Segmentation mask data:
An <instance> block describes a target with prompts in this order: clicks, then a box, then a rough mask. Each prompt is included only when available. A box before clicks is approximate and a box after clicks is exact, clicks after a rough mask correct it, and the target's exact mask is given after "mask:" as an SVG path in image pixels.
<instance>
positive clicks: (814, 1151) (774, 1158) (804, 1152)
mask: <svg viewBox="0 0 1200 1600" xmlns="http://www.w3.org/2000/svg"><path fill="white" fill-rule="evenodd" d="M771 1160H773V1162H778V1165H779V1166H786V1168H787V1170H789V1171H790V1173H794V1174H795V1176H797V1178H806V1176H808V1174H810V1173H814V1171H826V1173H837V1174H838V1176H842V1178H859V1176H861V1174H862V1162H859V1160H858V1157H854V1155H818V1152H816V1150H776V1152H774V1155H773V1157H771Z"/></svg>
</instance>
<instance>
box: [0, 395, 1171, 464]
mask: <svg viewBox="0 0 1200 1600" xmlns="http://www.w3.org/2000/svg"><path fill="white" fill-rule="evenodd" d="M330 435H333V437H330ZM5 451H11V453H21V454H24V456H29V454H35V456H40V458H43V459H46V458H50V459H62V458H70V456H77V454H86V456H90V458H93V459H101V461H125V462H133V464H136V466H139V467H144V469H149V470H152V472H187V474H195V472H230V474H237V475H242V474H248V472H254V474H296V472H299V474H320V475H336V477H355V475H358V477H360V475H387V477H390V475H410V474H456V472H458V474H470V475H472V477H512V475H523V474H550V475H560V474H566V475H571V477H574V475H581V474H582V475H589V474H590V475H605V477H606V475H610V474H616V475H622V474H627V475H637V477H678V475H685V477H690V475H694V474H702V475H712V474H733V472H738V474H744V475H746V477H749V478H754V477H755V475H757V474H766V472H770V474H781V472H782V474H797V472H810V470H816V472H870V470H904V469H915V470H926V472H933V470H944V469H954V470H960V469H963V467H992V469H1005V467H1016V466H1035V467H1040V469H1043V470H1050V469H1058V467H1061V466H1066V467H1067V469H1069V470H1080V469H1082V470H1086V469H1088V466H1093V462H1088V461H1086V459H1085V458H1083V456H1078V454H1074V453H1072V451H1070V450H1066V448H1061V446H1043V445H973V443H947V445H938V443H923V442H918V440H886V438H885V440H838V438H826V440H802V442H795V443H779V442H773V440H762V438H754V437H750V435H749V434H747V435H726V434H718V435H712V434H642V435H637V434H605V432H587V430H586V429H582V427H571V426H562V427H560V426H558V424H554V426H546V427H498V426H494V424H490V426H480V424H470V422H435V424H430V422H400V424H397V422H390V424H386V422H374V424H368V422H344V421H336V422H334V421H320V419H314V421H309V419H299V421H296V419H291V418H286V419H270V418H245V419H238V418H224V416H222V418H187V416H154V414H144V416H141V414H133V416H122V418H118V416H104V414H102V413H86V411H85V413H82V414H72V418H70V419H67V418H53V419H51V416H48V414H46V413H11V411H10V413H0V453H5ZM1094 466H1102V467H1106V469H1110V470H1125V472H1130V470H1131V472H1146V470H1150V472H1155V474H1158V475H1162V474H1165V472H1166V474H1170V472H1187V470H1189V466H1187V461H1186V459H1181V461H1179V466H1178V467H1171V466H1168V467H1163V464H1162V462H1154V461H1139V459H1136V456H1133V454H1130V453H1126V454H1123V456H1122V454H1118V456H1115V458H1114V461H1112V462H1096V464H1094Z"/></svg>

The problem:
Please gather every line of the material above that contains the string "instance". Case counts.

Response area:
An <instance> block describes a target with prompts in this order: clicks, then a box, then a rough mask. Each prompt is included only when available. A box before clicks is approximate and a box after clicks is exact, clicks after a rough mask correct it, and the target's exact mask is given after "mask:" as an SVG path in image pixels.
<instance>
</instance>
<instance>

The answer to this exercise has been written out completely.